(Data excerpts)
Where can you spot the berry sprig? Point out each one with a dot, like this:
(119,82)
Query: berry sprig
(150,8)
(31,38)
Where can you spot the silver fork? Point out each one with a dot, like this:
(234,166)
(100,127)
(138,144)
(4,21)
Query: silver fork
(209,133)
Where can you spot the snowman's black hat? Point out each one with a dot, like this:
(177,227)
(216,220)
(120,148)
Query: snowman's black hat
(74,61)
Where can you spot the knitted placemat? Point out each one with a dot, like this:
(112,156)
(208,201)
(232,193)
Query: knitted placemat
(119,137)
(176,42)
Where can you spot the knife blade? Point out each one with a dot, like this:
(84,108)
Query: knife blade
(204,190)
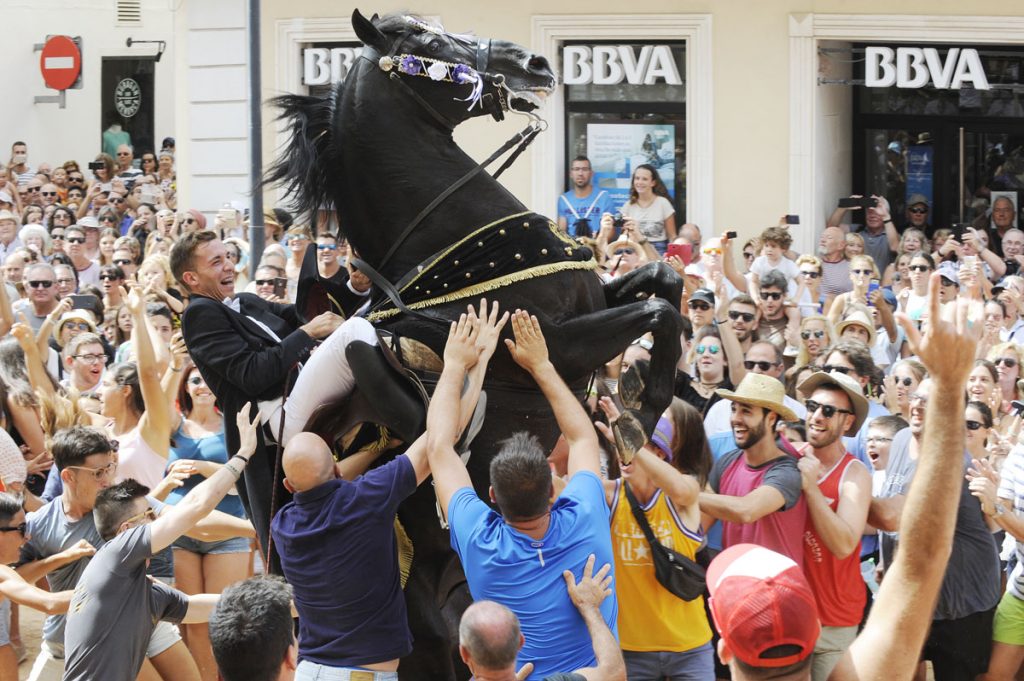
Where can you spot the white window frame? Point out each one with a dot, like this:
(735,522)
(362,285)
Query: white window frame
(806,197)
(551,31)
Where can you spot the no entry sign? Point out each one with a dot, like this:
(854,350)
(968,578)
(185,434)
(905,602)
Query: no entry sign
(60,62)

**PROBLEM DETAILS:**
The records above are to be set down exactly as written, with no images.

**RESPONSE TO THE EXERCISE:**
Where can you spot the berry sprig? Point out each one with a dot, like this:
(119,82)
Query: berry sprig
(150,8)
(31,38)
Where can you spot the silver fork? Point out each one with a dot, like this:
(234,166)
(100,127)
(138,144)
(4,21)
Query: silver fork
(209,133)
Where can you spot the snowman's black hat? Point out each one with a dot, like this:
(177,227)
(216,220)
(120,148)
Query: snowman's black hat
(74,61)
Where can you spot the knitted placemat? Point out each one with a dot, like this:
(112,156)
(208,201)
(232,193)
Query: knitted placemat
(119,137)
(176,42)
Where can you spot the knife blade? Point out each one with a dot, like this:
(84,108)
Query: knife blade
(204,190)
Where can you spot the white window frame? Point out each one with a dot, like this:
(735,522)
(362,285)
Query: white window frame
(806,197)
(551,31)
Where can you spot the no entry sign? Point out each one with a dot, like this:
(854,350)
(968,578)
(185,434)
(905,602)
Query: no entry sign
(60,62)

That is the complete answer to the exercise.